Action item. Nothing in the listing should be altered when it is copied, and no picture goes into the copy.

Excerpted records.
++++

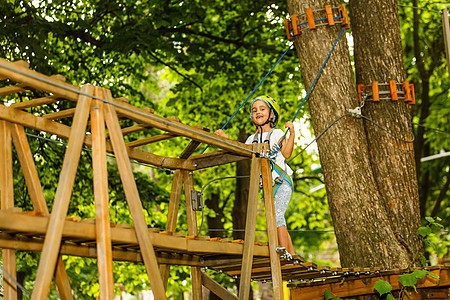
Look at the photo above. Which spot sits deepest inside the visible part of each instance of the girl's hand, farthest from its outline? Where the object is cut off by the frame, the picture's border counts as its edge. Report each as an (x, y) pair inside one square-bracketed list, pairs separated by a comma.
[(290, 125), (221, 133)]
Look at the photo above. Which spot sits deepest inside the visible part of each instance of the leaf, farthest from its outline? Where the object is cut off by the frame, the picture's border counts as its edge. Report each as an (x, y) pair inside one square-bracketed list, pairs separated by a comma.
[(382, 287), (420, 273), (390, 297), (408, 280), (424, 231), (328, 295), (432, 275), (430, 219)]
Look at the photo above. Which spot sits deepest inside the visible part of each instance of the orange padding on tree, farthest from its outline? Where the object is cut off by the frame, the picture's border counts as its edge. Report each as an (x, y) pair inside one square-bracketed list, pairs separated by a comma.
[(310, 18), (329, 15)]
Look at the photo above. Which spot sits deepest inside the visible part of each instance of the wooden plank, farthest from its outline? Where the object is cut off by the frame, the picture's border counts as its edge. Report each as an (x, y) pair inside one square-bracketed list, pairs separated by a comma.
[(9, 242), (7, 202), (60, 114), (102, 223), (446, 30), (249, 245), (364, 286), (22, 223), (29, 169), (277, 281), (187, 131), (216, 288), (172, 215), (37, 80), (18, 63), (37, 198), (36, 102), (49, 255), (133, 199), (191, 147), (28, 120), (150, 140), (192, 230), (217, 158)]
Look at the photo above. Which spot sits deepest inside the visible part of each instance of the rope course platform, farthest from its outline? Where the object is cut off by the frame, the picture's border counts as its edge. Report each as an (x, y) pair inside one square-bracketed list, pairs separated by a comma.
[(54, 234)]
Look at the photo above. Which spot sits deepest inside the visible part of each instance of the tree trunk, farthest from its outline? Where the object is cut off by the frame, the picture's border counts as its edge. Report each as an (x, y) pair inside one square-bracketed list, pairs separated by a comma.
[(361, 220), (379, 57)]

++++

Response box.
Look at the photo above. Which spot sits deepest inside the visible part of each instance of the girl's hand, farthest from its outline? Where the object is cut off by the frame, the picture's border counts as its edge. Report each as an (x, y) pair inside one square-bracketed list, pairs separated by a comma.
[(290, 125), (221, 133)]
Look at the photo above. Which spot sits deepest inside the visible part of each instance of the leaf, farthest from its outline? Where the object is cut off by the frame, the picture's border counts as its edge. Report each as an (x, y) pair inside one square-bracketed list, pairs separated by a comma.
[(382, 287), (420, 273), (390, 297), (408, 280), (424, 231), (328, 295), (432, 275), (430, 219)]
Look at the photo above. Which spot sits deepest inside the visible part of each instance of the orange padding on tree, farthest from its outline? Where the object is cut off by the frame, the picture's border counts as its edge. Report each as an (x, y) pair inside one square-bracketed list, pairs separated by a comma.
[(310, 18), (329, 15)]
Look at the photo above. Which spot sits deepest inside the visible part of each instance of the wooden plank, farthest from its outline? Where the object is cut off by the frame, the picture's border counts as its edge. Report each as an (x, y) pair inside one square-bracketed list, pairs separated by a comma.
[(9, 242), (7, 202), (60, 114), (102, 223), (446, 30), (249, 245), (364, 286), (22, 223), (29, 169), (277, 281), (187, 131), (216, 288), (172, 215), (37, 80), (18, 63), (37, 198), (36, 102), (49, 255), (133, 199), (191, 147), (28, 120), (150, 140), (192, 230), (217, 158)]
Look at the photo above. Which spot sits deepest inside the visible part of each instance of the rope course platform, farthest from its outline? Where the object is cut off by the frame, the picture's border counts as its edge. Report each as an (x, y) pair inside one square-bracketed list, pairs separated by a comma.
[(54, 234)]
Look at the photo above. Which spot sits deepest inside the visible part of each instance of the tree trunk, farthest from its outline? Where the object is cut off by the frame, the picture's border counts as its edge. Report each as an (x, y) pair inside one square-bracketed list, pairs separated by a comma.
[(361, 220), (379, 57)]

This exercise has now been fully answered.